>> begin PASSAGE PROVIDED

On 19 December 2016, the European Commission decided not to raise objections against a rail freight transport support scheme notified by the Italian government in May 2016. The scheme includes a provisional and a permanent scheme having an annual budget of EUR 55 million and EUR 100 million respectively. The scheme was prolonged for an additional period of two years, i.e. until 31 December 2019.



  • 1 harmful
  • 0 neutral
  • 0 liberalising
Inception date: 01 Jan 2016 | Removal date: 31 Dec 2019

Production subsidy

According to Italy, "The notified measure is part of a global logistic plan launched by Italy to support intermodality. It is aimed at preserving and strengthening the position of rail transport by introducing subsidies. The level of these subsidies is set so as to make railway transport more attractive while being well below the value of the ensuing external cost savings (the differential with the external costs incurred when transporting goods by alternative means). [...] The duration of the transitional scheme is from 1 January 2015 to 31 December 2015 and of the definitive scheme from 1 January 2016 to 31 December 2017. [...]  For the transitional scheme, the expected payments are estimated at EUR 55 million. For the definitive scheme, at this stage, the expected payments are estimated at EUR 200 million." The transitional and the permanent scheme will be implemented in the form of subsidies. (para. 4, 11, 13, 39 and 42 letter from the EC to Italy, Brussels 08.02.2017)

>> end PASSAGE PROVIDED
>> begin ITEMS

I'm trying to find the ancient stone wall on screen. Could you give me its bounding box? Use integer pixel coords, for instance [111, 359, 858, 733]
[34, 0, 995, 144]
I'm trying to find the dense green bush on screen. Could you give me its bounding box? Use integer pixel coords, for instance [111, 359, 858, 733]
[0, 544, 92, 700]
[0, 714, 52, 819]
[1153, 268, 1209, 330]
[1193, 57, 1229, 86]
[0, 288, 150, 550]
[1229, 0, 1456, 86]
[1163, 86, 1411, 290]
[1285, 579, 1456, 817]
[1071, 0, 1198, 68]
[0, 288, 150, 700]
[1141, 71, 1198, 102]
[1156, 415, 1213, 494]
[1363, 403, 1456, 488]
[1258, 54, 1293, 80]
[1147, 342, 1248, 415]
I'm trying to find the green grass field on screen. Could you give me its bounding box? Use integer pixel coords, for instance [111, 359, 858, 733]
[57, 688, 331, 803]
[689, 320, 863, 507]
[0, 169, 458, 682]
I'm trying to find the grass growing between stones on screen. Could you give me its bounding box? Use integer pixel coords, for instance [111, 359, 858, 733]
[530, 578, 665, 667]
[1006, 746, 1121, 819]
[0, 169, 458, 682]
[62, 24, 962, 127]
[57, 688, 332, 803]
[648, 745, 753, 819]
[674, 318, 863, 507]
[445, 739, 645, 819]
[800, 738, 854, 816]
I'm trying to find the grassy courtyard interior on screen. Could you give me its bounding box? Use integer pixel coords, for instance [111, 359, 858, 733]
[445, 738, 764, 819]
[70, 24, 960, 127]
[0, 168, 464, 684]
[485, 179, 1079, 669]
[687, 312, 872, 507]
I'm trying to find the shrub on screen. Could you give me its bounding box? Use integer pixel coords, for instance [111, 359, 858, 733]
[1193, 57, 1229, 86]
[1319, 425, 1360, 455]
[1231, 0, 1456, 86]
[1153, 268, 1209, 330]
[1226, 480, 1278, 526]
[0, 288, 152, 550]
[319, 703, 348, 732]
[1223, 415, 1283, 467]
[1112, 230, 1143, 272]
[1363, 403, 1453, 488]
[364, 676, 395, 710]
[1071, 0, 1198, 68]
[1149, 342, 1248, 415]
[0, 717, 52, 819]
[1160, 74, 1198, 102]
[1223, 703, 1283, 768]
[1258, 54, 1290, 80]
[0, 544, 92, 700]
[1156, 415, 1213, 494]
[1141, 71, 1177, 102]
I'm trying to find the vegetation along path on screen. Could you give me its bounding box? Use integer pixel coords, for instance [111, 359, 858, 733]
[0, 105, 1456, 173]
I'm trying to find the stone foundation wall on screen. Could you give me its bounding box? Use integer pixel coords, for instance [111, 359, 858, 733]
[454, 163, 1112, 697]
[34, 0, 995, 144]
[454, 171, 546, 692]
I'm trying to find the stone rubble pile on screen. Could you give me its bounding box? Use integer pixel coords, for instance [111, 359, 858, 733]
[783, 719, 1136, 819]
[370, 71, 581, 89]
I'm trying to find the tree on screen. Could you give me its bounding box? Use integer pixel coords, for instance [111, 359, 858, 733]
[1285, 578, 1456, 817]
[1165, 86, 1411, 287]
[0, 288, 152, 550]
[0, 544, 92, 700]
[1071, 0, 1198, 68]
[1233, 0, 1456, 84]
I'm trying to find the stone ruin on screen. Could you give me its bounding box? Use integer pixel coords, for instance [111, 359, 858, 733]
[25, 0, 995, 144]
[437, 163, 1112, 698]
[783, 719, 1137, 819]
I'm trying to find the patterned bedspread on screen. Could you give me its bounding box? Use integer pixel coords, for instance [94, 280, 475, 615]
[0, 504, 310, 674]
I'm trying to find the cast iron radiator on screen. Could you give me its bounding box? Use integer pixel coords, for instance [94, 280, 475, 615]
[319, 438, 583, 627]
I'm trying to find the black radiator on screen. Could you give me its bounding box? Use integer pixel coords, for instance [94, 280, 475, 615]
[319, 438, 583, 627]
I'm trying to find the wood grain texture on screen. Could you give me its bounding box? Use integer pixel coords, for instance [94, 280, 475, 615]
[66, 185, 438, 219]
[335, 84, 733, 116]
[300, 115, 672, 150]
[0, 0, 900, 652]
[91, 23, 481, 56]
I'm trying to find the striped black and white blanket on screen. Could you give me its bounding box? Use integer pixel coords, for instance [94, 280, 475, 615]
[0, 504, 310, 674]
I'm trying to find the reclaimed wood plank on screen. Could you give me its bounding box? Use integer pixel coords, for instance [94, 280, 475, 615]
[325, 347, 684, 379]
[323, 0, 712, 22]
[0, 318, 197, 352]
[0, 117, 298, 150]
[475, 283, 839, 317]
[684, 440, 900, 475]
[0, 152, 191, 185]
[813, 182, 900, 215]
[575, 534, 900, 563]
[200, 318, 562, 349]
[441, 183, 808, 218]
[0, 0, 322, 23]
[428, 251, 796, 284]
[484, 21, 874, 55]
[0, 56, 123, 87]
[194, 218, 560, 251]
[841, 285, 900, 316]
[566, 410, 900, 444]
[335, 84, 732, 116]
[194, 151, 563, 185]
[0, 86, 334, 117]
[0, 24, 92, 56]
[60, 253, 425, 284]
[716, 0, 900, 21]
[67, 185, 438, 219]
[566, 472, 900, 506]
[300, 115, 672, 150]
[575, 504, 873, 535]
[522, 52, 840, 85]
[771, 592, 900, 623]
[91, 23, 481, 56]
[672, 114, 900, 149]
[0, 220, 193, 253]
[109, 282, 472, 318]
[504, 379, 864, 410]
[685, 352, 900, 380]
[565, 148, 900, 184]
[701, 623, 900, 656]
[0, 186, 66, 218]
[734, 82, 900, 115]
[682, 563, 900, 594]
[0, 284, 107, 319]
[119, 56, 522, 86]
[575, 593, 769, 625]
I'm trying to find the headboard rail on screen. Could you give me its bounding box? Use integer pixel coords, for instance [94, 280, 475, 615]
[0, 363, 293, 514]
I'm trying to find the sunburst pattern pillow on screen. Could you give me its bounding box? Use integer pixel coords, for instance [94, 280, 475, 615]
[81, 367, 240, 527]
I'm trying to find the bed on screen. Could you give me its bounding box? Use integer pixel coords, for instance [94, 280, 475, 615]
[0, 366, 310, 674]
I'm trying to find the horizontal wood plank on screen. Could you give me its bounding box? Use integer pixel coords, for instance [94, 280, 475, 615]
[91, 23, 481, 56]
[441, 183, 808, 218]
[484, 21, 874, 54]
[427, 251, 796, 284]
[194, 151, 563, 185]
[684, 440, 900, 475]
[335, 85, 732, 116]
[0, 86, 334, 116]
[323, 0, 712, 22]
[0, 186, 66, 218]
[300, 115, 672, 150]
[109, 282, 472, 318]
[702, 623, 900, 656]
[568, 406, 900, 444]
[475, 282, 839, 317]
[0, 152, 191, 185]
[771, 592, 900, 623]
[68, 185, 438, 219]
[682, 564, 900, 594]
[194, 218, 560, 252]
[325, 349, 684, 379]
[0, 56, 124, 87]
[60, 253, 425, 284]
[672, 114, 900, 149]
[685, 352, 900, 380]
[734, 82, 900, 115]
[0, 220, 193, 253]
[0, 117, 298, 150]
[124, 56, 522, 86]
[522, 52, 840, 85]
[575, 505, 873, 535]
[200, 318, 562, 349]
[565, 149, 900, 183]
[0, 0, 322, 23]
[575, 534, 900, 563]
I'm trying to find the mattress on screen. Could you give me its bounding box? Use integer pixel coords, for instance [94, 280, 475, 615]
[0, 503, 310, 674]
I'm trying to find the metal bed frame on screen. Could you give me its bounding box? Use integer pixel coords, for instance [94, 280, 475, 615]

>> end ITEMS

- **TASKS**
(a) According to the rail freight subsidy text, on what date did the European Commission decide not to raise objections to the Italian scheme?
(b) Carry the text on Italy's rail freight subsidy forward, beginning right after its final sentence.
The data has no connection to the text about Italy's rail freight subsidy.

- **EXPECTED OUTPUTS**
(a) 19 December 2016.

(b)
Based on the findings of the European Commission, the scheme is "[...] liable to distort competition and affect trade between Member States since it concerns rail freight markets which have been liberalised by Union law." (para. 65 letter from the EC to Italy, Brussels 08.02.2017)

On 25 October 2017, the European Commission decided not to raise objections against the prolongation of the rail freight transport definitive support scheme. The scheme is extended until 31 December 2019 and sustains an annual budget of EUR 100 million (USD 120 million).

In the GTA database the determination of whether a policy instrument discriminates against foreign commercial interests turns on whether it creates or alters the relative treatment of domestic firms versus foreign commercial interests. On this metric, the state aid proposed here is discriminatory because the state aid is not available to competing firms outside of the implementing jurisdiction.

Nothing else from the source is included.